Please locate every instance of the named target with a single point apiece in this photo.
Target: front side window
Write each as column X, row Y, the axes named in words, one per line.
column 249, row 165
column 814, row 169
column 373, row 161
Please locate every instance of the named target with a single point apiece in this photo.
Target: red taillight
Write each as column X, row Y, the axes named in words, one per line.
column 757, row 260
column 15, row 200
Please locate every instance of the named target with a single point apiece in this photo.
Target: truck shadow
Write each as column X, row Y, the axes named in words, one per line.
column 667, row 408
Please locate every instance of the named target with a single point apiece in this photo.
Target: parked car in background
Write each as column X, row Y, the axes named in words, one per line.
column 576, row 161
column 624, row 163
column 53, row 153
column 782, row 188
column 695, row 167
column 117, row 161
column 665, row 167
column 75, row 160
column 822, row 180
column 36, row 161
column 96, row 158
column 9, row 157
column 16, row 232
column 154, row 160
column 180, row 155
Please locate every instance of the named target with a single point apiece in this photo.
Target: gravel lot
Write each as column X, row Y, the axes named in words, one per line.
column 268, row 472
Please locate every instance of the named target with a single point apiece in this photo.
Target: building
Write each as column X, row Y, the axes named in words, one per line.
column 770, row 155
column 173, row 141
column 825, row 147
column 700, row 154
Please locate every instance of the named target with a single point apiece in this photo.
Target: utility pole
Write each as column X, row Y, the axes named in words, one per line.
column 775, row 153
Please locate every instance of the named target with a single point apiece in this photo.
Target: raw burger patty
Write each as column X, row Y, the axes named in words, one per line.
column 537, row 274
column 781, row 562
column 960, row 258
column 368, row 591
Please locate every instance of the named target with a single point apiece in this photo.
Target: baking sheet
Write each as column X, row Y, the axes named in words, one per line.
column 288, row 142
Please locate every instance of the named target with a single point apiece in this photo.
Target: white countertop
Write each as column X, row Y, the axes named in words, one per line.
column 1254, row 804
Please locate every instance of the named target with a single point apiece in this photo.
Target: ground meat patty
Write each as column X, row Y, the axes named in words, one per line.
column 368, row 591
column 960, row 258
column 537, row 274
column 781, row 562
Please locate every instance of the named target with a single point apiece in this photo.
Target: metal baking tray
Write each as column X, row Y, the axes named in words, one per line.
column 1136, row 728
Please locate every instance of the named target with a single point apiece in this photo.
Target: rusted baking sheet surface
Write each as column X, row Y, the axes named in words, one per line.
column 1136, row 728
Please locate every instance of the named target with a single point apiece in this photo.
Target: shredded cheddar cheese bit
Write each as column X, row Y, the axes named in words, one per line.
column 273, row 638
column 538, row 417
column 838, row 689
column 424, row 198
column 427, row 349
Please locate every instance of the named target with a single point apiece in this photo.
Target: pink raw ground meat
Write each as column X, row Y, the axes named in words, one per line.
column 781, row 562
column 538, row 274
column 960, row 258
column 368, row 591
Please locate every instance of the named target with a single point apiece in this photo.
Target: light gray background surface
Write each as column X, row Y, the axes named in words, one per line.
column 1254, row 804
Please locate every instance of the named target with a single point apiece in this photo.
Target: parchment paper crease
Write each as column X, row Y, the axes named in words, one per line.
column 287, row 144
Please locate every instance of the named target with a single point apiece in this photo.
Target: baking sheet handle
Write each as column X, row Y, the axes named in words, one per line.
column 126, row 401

++++++++++++++++++++

__Prompt__: Retype the records above, but only those lines that fall between the line containing "Target: truck shadow" and the line containing "Target: building", with both of those lines included, exactly as written.

__Result of the task__:
Target: truck shadow
Write each as column X, row Y, the axes named in words, one per line.
column 667, row 408
Please locate every instance of the named target with a single point apiece in this photo.
Target: parked car in background
Write each as column X, row Y, the axes named in words, one per line.
column 576, row 161
column 624, row 163
column 53, row 153
column 782, row 188
column 695, row 167
column 117, row 161
column 665, row 167
column 75, row 160
column 822, row 180
column 36, row 161
column 96, row 158
column 9, row 157
column 16, row 232
column 154, row 160
column 180, row 155
Please locate every instance of the named target with a single point apiece in this photo.
Target: gravel lot
Write each as column X, row Y, the axes named in words, one per line.
column 268, row 472
Please locate every instance of the named target with a single point apiece in this photo.
Target: building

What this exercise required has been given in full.